READING PASSAGE:
---*---

Open-Source Firmware for Host Processors is already quite prominent in the embedded world - we do have a lot of systems running on u-boot or nearly every Chromebook which is not older than 5 years is running on coreboot (Surprise, Surprise!). In addition Intel does officially support coreboot and their Firmware Support Package (FSP) in API mode, which is mandatory to be supported in coreboot. So future is looking bright for the embedded world - But what does the server market looks like?
Disclaimer: All information have been gathered together through public documents or talks on conferences - none of this information has been officially confirmed by any of the SoC vendors.
The answer is: It depends. It depends on whom you're talking to and which SoC vendor you are talking about.
Intel announced on the OCP Tech Week 2020 (again), that they will support FSP & coreboot on IceLake platforms and beyond - that means that the new upcoming platform Sapphire Rapids SP will also be supported with coreboot and FSP. Intel made quite a transformation over the latest generations of Xeon-SP platforms. There is a Proof of Concept with coreboot and FSP with Skylake-SP on the two socket server platform OCP Tioga Pass. This landed upstream in the coreboot repositories and is still maintained and functional. However the access to the FSP needed to build the platform is still under NDA and will not be maintained by Intel anymore.

---*---

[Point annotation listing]
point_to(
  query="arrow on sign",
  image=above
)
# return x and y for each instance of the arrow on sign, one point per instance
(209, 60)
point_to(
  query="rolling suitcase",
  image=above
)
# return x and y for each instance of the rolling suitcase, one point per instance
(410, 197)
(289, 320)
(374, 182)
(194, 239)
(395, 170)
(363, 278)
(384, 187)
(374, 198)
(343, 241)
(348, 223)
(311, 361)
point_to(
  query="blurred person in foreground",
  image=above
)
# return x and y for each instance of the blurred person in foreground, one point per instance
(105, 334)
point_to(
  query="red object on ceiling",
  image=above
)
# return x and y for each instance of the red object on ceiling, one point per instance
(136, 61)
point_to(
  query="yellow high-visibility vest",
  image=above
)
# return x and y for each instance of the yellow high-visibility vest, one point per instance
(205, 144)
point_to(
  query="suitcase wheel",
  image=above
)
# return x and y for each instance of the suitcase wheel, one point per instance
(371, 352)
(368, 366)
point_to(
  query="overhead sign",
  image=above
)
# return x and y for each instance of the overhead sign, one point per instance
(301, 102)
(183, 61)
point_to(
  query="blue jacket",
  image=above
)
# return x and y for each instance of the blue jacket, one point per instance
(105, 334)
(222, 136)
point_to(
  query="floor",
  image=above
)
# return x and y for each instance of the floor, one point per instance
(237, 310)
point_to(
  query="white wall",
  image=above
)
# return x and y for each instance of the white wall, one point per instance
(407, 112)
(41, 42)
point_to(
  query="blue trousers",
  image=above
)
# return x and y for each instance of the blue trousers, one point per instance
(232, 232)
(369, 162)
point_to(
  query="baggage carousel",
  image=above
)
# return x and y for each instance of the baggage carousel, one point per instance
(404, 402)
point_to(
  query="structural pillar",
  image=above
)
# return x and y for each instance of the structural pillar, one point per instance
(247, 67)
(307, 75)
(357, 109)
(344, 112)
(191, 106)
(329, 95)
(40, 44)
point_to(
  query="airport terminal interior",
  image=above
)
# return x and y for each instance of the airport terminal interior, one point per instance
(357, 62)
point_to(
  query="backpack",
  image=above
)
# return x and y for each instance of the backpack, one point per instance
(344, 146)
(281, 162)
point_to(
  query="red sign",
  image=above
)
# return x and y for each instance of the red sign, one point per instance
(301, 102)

---*---

EXERCISE: Does each statement agree with the passage on open-source server firmware? Answer yes or no for each and quote the words that decide it. (a) Intel officially supports coreboot and its Firmware Support Package in API mode. (b) The Skylake-SP proof of concept was built on a single-socket server platform. (c) Access to the FSP needed to build the platform is open to the public. The listing above is not needed here.

OUTPUT FOR THIS TASK:
(a) Yes: "Intel does officially support coreboot and their Firmware Support Package (FSP) in API mode"
(b) No: "on the two socket server platform OCP Tioga Pass"
(c) No: "the access to the FSP needed to build the platform is still under NDA"